Required work: Your answer should be every line of the records that contains the word "panel".

Referring expression grounding data:
————
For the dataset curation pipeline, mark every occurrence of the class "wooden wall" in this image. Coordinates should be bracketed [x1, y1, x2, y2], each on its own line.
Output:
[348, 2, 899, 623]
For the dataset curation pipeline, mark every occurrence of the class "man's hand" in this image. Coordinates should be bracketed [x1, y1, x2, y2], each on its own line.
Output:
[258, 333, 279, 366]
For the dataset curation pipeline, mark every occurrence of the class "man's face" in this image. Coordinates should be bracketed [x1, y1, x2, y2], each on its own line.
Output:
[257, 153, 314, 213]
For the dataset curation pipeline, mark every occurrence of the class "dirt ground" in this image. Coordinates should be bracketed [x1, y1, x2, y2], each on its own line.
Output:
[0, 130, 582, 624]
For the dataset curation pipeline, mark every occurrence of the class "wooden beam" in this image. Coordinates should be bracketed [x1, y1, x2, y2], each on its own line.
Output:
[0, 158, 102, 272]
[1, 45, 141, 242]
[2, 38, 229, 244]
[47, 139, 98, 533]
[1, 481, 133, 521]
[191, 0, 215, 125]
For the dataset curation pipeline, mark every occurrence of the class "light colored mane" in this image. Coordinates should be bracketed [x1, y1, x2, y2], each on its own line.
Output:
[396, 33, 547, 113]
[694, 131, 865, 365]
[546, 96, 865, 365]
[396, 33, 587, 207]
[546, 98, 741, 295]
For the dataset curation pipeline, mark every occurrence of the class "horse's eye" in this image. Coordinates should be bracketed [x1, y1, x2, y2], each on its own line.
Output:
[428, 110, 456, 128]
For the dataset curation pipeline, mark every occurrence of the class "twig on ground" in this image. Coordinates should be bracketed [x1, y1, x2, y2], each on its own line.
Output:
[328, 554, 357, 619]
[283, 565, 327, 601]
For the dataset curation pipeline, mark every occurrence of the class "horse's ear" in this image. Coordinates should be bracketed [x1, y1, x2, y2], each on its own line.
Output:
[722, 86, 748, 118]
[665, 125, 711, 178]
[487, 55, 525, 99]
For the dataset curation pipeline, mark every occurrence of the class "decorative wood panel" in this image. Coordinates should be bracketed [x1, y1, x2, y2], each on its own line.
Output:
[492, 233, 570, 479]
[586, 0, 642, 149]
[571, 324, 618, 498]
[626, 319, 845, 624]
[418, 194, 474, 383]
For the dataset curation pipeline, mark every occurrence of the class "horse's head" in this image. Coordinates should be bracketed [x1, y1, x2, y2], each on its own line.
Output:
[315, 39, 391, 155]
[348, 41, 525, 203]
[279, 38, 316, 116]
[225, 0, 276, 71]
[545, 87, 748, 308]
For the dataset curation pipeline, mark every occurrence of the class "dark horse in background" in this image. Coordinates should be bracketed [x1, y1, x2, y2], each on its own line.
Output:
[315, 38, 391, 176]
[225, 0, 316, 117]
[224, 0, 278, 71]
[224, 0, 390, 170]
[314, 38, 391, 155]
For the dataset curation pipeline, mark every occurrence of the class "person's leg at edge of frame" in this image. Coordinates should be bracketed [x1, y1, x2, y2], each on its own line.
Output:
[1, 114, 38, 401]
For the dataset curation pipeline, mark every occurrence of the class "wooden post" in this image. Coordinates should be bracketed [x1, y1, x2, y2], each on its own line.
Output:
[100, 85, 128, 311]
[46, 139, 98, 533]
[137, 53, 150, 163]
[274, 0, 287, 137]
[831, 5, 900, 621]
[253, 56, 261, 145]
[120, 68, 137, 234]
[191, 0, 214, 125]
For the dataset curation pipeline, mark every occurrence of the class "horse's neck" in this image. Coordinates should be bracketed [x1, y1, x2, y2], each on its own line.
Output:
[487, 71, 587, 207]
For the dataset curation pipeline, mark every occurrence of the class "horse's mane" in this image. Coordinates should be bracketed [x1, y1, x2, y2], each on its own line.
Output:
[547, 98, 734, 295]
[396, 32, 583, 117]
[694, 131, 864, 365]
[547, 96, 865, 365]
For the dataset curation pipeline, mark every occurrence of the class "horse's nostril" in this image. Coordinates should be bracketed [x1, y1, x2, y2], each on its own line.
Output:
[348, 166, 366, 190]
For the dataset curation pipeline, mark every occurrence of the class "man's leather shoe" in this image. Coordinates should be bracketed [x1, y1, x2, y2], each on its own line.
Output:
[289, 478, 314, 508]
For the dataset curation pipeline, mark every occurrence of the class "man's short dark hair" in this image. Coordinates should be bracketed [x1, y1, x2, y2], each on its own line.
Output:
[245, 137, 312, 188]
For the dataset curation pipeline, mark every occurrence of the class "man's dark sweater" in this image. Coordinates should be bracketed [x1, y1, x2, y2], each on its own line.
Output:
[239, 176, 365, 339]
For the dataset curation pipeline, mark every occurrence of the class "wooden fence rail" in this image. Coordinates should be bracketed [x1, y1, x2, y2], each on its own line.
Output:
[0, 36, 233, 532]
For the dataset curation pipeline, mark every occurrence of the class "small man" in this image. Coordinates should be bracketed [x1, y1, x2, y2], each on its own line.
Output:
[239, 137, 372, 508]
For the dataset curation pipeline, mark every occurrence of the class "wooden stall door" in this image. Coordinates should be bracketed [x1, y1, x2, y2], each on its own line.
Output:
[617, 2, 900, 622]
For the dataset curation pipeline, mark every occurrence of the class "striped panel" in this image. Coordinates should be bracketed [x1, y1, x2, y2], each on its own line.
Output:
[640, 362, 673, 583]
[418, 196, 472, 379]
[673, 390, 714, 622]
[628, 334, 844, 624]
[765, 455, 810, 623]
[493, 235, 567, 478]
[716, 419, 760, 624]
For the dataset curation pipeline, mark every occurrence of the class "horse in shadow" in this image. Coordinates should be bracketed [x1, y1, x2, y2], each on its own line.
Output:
————
Output for this task:
For the dataset curation pipeline, mark every occurrence of the class "decorative wood panel" in this image. Coordinates should be bracketed [x1, y1, x2, y2], each on its own line.
For the dataset curation pipeline, mark every occurrence of the class "striped panel" in this image. Coordinates should be bracketed [x1, y1, x2, y2], each on its own line.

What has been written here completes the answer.